Приведённый отрывок

Смекни!
smekni.com

Введение в переводоведение (общие и лексические вопросы) (стр. 30 из 52)

Немало окказиональных существительных, образованных по раз­ным моделям: terrivoras, reyecia, hojeria, nonente, nativez, criavirtud, degregacion, duenez, lecturista, bebederia, filoclasta, cazanubes, alzacolas и др.

Наконец, глаголы: comedificar, andantear, enmontanarse, velocear, buitrear и т. п.

He все прозаические и стихотворные произведения X. Марти, в ко­торых есть окказионализмы, переведены на русский язык, но в тех, что переведены, нам не встретилось примеров воссозданных автор­ских неологизмов. Даже опытная П. Глазова предпочитает «описы­вать» окказионализм, а не воссоздавать его. Сравним фразу перевода и оригинала, взятую из репортажа Хосе Марти «Нью-Йорк летом».

«Enviense conversadores de alma sana роr esos barrios bajos; regalenseles periodicos amenos, que no les enojen con platicas sermoniacas de virtudes catecismales, sino que llevan la virtud invisible envuelta en las cosas que al pueblo interesan».* «Пошлите в бедные кварталы бодрых духом и чистых сердцем проповедников! Создайте для народа занимательные газеты и журналы, где не будет опостылевших ему душеспаси­тельных бесед на темы прописной морали, но где нравственный урок будет преподноситься в ненавязчивой форме и на материале, интересном для народа.. .»**

*Марти Хосе. Североамериканские сцены. М., 1963. С. 88.

** Marti Jose. Obras Completas. Tomo 10. La Habana, 1963. P. 60.

Задание 1
Согласуются ли с отрывком об окказионализмах утверждения: (a) П. Глазова предпочитает описывать окказионализм, а не воссоздавать его; (b) фраза для сравнения взята из репортажа Хосе Марти «Нью-Йорк летом»; (c) в переводах встретилось немало воссозданных авторских неологизмов? Для каждого ответьте «да» или «нет» и приведите решающие слова отрывка без изменений.
Задание 2
Измените часть отрывка об окказионализмах, начиная с «Введение в переводоведение» и заканчивая «buitrear и т. п.», поставив «глагольные окказионализмы» вместо «глаголы».
Опирайтесь только на этот отрывок.

Показанный материал
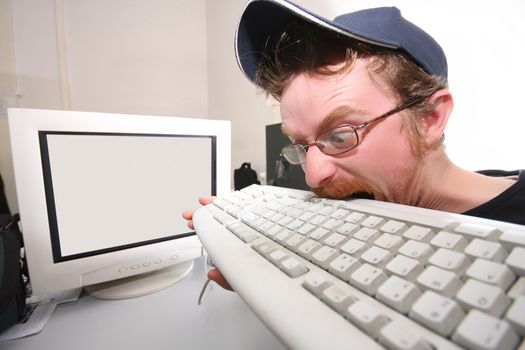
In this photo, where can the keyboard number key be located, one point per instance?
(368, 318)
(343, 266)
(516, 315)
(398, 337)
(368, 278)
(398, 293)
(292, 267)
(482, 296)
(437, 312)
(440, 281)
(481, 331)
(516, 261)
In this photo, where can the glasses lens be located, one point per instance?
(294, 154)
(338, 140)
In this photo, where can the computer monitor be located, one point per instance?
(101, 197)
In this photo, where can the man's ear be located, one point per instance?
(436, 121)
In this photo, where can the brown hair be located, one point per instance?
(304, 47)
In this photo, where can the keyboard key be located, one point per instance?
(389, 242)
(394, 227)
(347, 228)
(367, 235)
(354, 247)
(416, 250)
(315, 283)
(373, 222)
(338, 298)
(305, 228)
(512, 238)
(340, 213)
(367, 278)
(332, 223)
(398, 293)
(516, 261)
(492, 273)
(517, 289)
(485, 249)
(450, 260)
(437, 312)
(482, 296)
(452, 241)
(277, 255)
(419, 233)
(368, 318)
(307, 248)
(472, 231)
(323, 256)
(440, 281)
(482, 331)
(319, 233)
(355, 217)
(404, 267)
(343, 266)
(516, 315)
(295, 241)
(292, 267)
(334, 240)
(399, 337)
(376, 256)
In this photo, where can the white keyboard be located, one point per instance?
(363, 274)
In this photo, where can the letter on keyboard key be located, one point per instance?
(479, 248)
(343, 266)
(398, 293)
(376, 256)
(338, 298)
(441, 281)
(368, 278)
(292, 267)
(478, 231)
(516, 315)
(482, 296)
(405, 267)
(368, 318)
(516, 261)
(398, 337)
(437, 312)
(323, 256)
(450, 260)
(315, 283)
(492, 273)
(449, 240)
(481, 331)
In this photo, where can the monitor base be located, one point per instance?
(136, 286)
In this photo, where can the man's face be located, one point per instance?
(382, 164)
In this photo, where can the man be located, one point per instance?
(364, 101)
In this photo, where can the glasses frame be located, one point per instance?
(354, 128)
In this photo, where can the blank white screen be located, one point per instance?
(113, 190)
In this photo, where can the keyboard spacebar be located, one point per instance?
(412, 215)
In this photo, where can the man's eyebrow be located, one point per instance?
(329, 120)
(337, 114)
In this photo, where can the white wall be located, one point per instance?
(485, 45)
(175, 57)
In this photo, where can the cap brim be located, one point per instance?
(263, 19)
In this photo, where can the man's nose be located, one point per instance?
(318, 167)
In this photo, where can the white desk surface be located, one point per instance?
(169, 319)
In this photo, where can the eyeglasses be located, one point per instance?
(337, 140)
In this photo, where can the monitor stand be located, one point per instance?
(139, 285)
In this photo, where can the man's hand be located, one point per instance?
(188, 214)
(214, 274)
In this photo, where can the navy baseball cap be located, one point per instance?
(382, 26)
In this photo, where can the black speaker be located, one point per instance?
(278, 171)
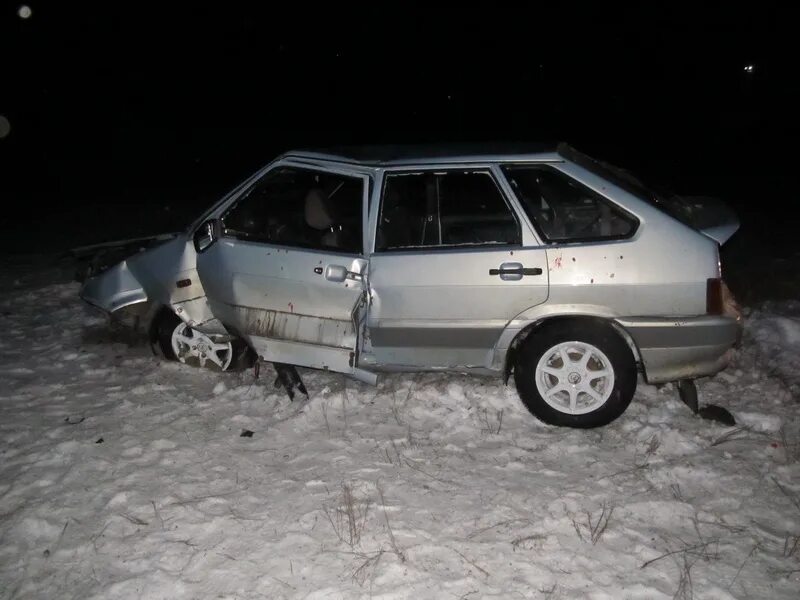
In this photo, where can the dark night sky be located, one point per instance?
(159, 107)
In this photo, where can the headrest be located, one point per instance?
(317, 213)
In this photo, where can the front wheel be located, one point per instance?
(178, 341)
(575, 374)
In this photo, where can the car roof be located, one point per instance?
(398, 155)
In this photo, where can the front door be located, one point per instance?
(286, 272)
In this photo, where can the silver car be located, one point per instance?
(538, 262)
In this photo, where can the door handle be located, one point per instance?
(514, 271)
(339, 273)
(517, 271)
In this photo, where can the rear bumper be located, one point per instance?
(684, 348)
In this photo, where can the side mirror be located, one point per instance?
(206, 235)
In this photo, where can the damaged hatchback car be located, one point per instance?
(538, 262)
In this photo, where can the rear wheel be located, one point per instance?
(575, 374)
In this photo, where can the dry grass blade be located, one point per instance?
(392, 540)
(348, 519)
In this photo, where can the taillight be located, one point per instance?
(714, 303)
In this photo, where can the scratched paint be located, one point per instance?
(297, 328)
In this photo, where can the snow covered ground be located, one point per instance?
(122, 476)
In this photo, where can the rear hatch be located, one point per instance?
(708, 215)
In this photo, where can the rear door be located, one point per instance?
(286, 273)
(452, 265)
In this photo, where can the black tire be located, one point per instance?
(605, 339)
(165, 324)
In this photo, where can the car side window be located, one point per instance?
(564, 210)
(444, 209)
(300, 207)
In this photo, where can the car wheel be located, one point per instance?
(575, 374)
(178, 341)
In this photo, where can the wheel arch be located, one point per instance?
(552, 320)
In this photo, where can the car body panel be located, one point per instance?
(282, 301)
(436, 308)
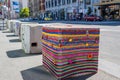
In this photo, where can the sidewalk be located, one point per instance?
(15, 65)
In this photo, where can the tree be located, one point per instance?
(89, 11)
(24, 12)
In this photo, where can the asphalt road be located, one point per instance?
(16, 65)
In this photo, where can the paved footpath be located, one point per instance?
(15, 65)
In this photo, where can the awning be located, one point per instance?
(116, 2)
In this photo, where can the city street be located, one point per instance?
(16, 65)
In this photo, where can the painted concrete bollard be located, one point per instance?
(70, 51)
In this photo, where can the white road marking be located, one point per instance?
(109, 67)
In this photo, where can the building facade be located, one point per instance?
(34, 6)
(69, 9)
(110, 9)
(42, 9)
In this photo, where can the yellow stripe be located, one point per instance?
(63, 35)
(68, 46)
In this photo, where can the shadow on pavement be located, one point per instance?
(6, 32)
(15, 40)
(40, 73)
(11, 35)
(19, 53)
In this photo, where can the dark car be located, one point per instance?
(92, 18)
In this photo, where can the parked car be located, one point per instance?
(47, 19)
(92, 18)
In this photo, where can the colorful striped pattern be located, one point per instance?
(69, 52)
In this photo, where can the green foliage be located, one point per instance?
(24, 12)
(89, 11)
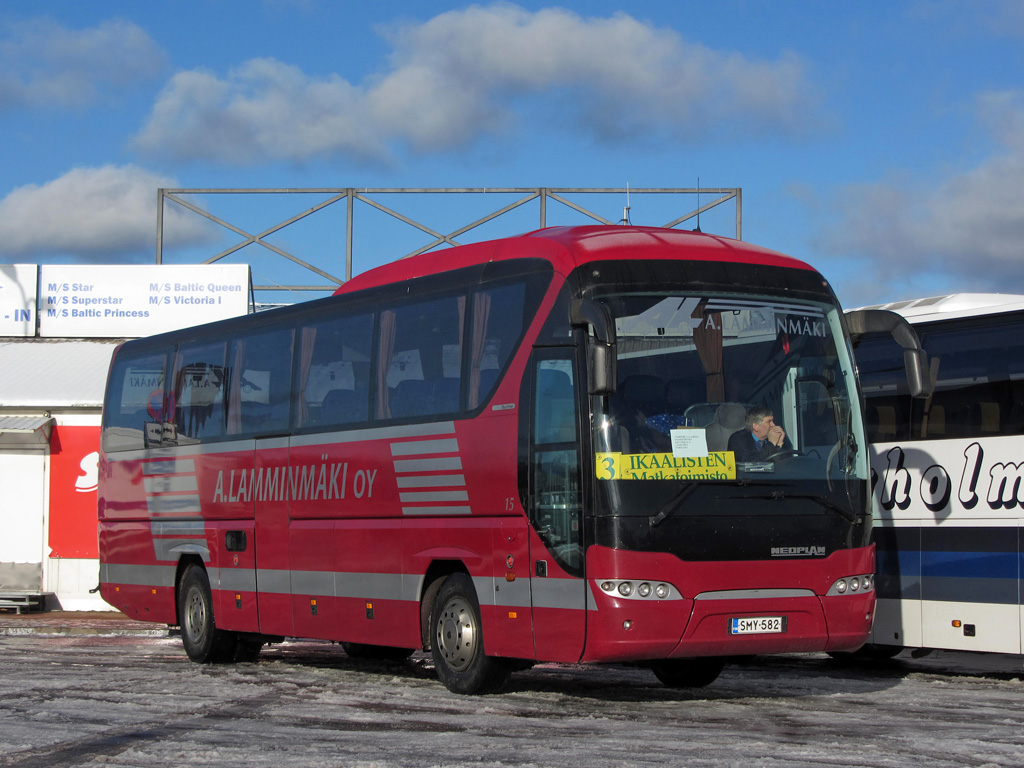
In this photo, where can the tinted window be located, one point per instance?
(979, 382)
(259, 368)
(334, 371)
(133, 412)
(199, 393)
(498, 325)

Полный ответ 1
(a) Да: «а не воссоздавать его».
(b) Да: «взятую из репортажа Хосе Марти «Нью-Йорк летом»».
(c) Нет: «нам не встретилось примеров воссозданных».

Полный ответ 2
Введение в переводоведение (общие и лексические вопросы) (стр. 30 из 52)

Немало окказиональных существительных, образованных по раз­ным моделям: terrivoras, reyecia, hojeria, nonente, nativez, criavirtud, degregacion, duenez, lecturista, bebederia, filoclasta, cazanubes, alzacolas и др.

Наконец, глагольные окказионализмы: comedificar, andantear, enmontanarse, velocear, buitrear и т. п.